▸ Dataset records
-- -- --

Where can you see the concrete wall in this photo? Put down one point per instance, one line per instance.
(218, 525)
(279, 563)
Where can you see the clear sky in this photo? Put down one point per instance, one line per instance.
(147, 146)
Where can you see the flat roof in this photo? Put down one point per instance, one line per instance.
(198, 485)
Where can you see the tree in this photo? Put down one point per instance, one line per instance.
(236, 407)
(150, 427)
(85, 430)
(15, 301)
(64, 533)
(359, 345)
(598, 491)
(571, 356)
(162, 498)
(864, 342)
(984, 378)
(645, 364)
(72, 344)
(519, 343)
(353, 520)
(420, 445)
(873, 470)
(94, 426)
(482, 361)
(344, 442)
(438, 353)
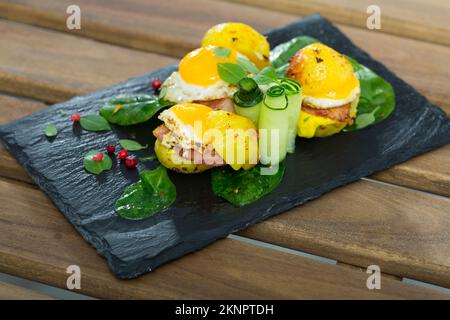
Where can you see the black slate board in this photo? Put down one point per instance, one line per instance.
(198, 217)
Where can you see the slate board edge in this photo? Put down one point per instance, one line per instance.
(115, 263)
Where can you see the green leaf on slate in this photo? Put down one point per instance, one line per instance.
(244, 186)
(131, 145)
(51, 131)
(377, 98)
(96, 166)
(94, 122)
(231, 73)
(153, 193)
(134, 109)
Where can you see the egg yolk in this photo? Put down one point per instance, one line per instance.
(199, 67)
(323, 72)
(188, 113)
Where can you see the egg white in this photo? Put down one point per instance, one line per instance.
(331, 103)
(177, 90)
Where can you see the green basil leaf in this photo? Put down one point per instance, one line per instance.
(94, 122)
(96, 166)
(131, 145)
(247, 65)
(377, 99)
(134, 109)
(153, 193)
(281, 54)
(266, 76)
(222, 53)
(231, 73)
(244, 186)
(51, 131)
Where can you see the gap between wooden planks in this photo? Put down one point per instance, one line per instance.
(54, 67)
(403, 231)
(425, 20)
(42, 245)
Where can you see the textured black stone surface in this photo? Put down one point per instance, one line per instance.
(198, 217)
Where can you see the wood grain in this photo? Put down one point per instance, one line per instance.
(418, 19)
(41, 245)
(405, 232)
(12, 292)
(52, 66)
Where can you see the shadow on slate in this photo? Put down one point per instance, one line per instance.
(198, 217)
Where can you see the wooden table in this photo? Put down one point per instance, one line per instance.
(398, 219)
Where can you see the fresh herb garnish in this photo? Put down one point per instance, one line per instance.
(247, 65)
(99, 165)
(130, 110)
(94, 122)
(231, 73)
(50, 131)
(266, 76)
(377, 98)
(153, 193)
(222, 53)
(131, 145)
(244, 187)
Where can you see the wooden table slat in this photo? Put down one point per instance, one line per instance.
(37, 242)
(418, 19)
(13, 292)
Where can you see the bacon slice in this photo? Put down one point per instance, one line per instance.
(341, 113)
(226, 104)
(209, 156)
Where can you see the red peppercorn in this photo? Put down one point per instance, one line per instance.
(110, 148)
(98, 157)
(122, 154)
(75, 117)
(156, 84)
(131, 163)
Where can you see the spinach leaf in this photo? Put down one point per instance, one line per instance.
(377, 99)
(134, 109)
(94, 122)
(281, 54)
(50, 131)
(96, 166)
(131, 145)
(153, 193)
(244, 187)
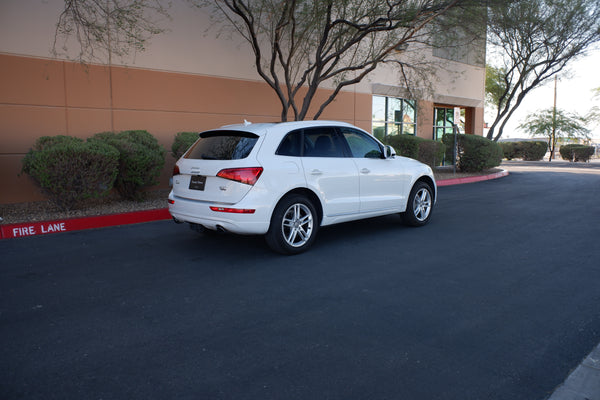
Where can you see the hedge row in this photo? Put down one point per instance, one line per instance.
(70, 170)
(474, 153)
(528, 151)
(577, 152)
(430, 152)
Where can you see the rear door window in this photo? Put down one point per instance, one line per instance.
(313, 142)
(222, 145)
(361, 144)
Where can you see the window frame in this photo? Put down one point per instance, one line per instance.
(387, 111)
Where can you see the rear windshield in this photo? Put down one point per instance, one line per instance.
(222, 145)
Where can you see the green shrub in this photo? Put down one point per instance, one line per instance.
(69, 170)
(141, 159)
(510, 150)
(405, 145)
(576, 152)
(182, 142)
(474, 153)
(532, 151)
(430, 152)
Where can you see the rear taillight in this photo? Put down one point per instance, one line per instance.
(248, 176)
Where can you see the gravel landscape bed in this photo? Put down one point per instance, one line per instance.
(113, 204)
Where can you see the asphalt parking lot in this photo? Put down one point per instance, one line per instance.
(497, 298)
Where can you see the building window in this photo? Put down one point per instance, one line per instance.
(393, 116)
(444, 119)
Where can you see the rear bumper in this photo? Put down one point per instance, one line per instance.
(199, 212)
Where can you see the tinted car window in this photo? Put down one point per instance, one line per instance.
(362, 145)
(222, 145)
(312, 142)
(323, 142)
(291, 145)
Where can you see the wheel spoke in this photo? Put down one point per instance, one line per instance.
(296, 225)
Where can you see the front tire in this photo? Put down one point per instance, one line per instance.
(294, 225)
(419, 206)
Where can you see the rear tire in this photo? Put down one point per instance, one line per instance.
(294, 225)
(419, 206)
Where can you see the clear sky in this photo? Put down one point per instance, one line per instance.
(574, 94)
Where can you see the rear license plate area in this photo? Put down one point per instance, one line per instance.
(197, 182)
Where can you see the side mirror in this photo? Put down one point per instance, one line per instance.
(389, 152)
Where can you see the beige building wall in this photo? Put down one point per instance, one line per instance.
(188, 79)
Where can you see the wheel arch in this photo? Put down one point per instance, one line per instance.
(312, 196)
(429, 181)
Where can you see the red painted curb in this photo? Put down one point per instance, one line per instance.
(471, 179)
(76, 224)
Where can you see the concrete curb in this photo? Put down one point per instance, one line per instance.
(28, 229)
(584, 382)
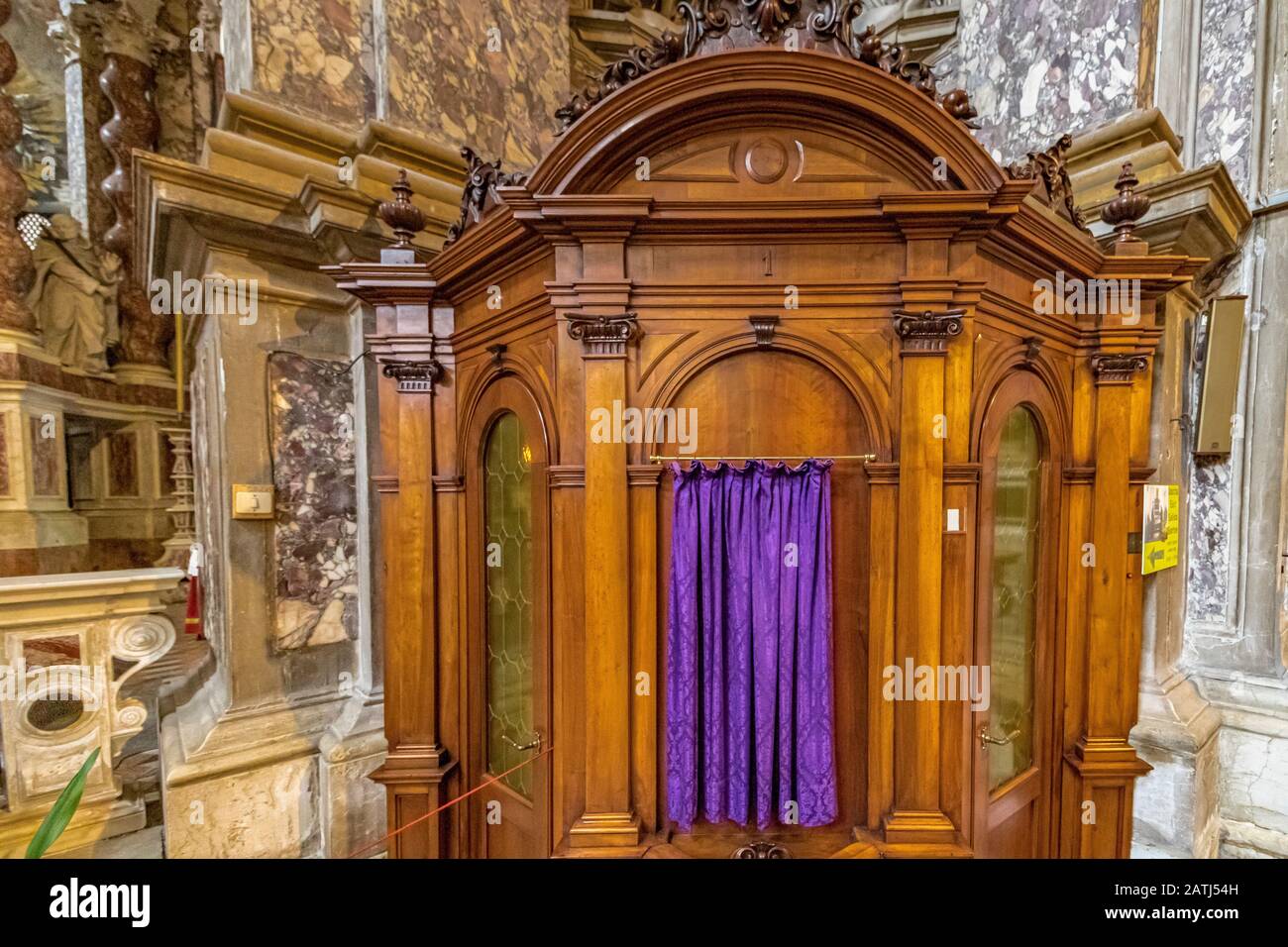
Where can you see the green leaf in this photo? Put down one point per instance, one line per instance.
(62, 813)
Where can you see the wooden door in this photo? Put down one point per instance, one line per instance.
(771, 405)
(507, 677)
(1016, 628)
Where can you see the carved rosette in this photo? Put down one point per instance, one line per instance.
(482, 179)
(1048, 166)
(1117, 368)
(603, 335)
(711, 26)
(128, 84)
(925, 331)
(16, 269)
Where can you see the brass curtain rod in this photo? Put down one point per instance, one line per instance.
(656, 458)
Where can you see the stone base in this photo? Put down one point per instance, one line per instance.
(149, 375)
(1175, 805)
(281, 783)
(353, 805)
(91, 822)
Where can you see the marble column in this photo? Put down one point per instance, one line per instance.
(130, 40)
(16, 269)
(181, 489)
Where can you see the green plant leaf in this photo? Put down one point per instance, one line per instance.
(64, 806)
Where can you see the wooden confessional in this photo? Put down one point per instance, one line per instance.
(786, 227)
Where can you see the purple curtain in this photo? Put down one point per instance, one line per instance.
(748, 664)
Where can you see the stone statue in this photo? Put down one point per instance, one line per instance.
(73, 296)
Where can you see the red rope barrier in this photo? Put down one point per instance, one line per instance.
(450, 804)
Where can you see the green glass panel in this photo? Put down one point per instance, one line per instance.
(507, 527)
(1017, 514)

-- -- --

▸ Prompt
Restate the records above verbatim. Pictures stay out.

▸ Reply to the exercise
Where can you see the concrete wall in this photo? Put down one point per instance, one line per instance.
(218, 525)
(279, 563)
Where can you see the clear sky in this photo? Put down one point per instance, one line per instance.
(147, 146)
Where can you see the flat roof in this photo? Put down one point per instance, one line per instance.
(198, 485)
Where can you see the tree in this photo? Put down one point per instance, one line per instance.
(236, 407)
(150, 427)
(85, 430)
(15, 301)
(64, 533)
(359, 345)
(598, 491)
(571, 356)
(162, 498)
(864, 342)
(984, 378)
(645, 364)
(72, 344)
(519, 343)
(353, 520)
(420, 445)
(873, 470)
(94, 426)
(482, 361)
(344, 442)
(438, 353)
Where can you see the black slate board in this photo? Put down one point per instance, one line per instance.
(198, 217)
Where can you see the slate board edge in this photo? Put down one point per instance, one line per instance.
(115, 263)
Where can you see the green leaf on slate in this photo? Put down one point per instance, one line per instance.
(244, 186)
(131, 145)
(51, 131)
(377, 98)
(96, 166)
(94, 122)
(231, 73)
(153, 193)
(134, 109)
Where can you see the egg yolk in this photo? Put down one point per instance, one line per instance.
(199, 67)
(323, 72)
(188, 113)
Where can you see the egg white in this photo? Put down one point per instance, one line per instance.
(331, 103)
(177, 90)
Where can you see the green basil leaf in this photo? Put down one point per instance, one line per instance.
(94, 122)
(96, 166)
(131, 145)
(247, 65)
(377, 99)
(134, 109)
(153, 193)
(281, 54)
(266, 76)
(222, 53)
(231, 73)
(244, 186)
(51, 131)
Where can you see the gap between wooden planks in this photo? Put down one point per instance, one line per instance.
(54, 67)
(403, 231)
(425, 20)
(42, 245)
Where can you see the textured black stone surface in this photo? Put down one point per instance, one line per instance.
(198, 217)
Where can you see the wood grain in this photo? Put down one point per instance, one line per instance.
(418, 19)
(41, 245)
(405, 232)
(12, 292)
(52, 66)
Where can you see the shadow on slate in this photo? Put down one point per instance, one line per instance.
(198, 217)
Where can you see the wooden table in this photo? Put down one point per instance, one line per instance.
(398, 219)
Where can you see the fresh herb garnish in this photo? Put down one point per instance, one line per instance.
(247, 65)
(99, 165)
(130, 110)
(94, 122)
(231, 73)
(50, 131)
(266, 76)
(377, 98)
(153, 193)
(222, 53)
(131, 145)
(244, 187)
Where can you see the wooden table slat in this photo? Put down one point per instance, one line per instance.
(37, 242)
(418, 19)
(13, 292)
Where can you see the bacon slice in this photo? Put down one point per instance, one line per instance.
(341, 113)
(226, 104)
(209, 156)
Where can you see the red peppercorn in this photo? Put down one point per instance, one line per instance.
(110, 148)
(98, 157)
(122, 154)
(75, 117)
(156, 84)
(131, 163)
Where can you see the spinach leaf in this photo? Put down one point per instance, one line per instance.
(377, 99)
(134, 109)
(94, 122)
(281, 54)
(50, 131)
(96, 166)
(131, 145)
(153, 193)
(244, 187)
Where can you see the hedge row in this photo? Put down one point per instance, one line per instance.
(70, 170)
(474, 153)
(528, 151)
(577, 152)
(430, 152)
Where can you see the rear door window in this photo? Put down one point per instance, one line per instance.
(313, 142)
(222, 145)
(361, 144)
Where can you see the window frame in this photo? Put down one point per instance, one line per instance.
(387, 111)
Where can you see the rear windshield in this photo? Put down one point per instance, one line per instance.
(222, 145)
Where can you see the green shrub in this photo? Put down one point per instance, one line per instance.
(69, 170)
(141, 159)
(510, 150)
(405, 145)
(576, 152)
(182, 142)
(474, 153)
(532, 151)
(430, 152)
Where can you see the rear taillight in this photo? Put down one point per instance, one line per instance.
(248, 176)
Where can you see the gravel landscape bed in this photo? Put down one point per instance, one line per instance.
(113, 204)
Where can you see the asphalt parking lot in this photo? Put down one point per instance, one line per instance.
(497, 298)
Where can you see the building window in this photo? Put down one point per instance, one line per instance.
(393, 116)
(444, 119)
Where can you see the rear bumper in this photo? Put down one point per instance, one line per instance.
(199, 212)
Where can you see the tinted car window in this photo? Put down one point per instance, one line per instance.
(362, 145)
(222, 145)
(312, 142)
(323, 142)
(291, 145)
Where can you see the wheel spoke in this photo? Put down one point per instance, one line per instance.
(296, 225)
Where can you see the front tire in this photo? Put down one point per instance, one line per instance.
(294, 225)
(419, 206)
Where can you see the rear tire in this photo? Put down one point per instance, one line per instance.
(294, 225)
(419, 206)
Where can you see the clear sky in this photo? Put down one point per instance, one line per instance.
(574, 94)
Where can you see the rear license plate area in this photo? Put down one point per instance, one line per instance.
(197, 182)
Where can you see the side mirror in this photo? Put down one point per instance, one line per instance.
(389, 152)
Where can you see the beige building wall in this photo? Put down one point per instance, one line per instance.
(188, 79)
Where can you see the wheel arch in this photo? Put down one point per instance, one line per instance.
(312, 196)
(429, 181)
Where can you see the red painted curb in this photo? Put down one point per instance, one line per instance.
(471, 179)
(76, 224)
Where can you see the concrete curb in this photo? Put down one point per instance, one line per instance.
(28, 229)
(584, 382)
Where can you see the green leaf in this photo? Put down one point per instance, one line per instance.
(62, 813)
Where can you see the wooden door in this photo? Put down one point per instance, one line per instance.
(771, 405)
(507, 677)
(1016, 628)
Where can you see the carved rosette in this photo? Put down one point per instance, one line per instance.
(482, 179)
(1048, 166)
(1117, 368)
(603, 335)
(711, 26)
(128, 84)
(925, 331)
(16, 269)
Where can you see the brass curtain rod in this photo? Put down one point per instance, one line per instance.
(656, 458)
Where can you see the stone base in this photo? Put down one point per instance, one line per instance.
(149, 375)
(1175, 805)
(281, 783)
(353, 805)
(91, 822)
Where can you see the marble column in this photo? Put down one point per instance, one line per instance.
(130, 40)
(16, 269)
(181, 489)
Where can you see the green plant leaf in this photo? Put down one point per instance, one line per instance.
(64, 806)
Where can you see the wooden confessional in this photo? Put down one point per instance, one line per instance.
(786, 227)
Where can you see the purple curtain in this photo? Put down one point per instance, one line per instance.
(748, 664)
Where can you see the stone statue in this photo? Put down one point per instance, one line per instance.
(73, 296)
Where can you see the red rope barrier in this photo? Put down one point per instance, one line per instance.
(450, 804)
Where can you see the green glass panel in this photo? Put down one point per instance, one line per instance.
(507, 527)
(1017, 514)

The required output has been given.